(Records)

::::::

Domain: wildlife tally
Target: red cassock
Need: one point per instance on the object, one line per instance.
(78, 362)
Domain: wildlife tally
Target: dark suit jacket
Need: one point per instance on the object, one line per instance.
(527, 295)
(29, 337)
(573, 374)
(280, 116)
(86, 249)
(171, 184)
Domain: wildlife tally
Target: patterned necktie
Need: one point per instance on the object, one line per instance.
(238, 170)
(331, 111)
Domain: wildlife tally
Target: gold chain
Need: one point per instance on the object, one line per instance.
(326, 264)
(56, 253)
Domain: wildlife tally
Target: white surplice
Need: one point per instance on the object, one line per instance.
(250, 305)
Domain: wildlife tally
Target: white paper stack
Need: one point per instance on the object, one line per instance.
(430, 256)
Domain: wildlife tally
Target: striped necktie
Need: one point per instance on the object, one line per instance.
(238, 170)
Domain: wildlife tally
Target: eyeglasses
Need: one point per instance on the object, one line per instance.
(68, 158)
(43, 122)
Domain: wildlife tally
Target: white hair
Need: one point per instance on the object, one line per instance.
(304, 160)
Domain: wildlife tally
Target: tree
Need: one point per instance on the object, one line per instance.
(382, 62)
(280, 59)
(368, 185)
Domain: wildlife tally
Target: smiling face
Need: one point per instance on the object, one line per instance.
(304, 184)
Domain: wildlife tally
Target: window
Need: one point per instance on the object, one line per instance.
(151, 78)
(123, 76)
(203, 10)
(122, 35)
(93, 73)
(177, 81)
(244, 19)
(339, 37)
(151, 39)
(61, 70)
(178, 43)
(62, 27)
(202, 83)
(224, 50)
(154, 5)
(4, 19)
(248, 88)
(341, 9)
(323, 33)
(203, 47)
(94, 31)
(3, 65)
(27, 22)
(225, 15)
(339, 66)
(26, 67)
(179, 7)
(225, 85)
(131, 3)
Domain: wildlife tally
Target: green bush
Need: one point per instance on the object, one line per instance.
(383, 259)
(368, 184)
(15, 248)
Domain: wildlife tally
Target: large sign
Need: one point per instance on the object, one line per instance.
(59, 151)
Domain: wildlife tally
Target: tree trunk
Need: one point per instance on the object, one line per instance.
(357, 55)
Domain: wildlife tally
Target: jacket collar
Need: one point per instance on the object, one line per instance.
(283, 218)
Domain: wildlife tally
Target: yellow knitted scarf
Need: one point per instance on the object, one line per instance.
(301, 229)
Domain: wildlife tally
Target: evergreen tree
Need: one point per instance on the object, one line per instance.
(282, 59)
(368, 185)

::::::

How many lines in the entries above contain the word "white"? Case counts, and the reply should be the number alone.

3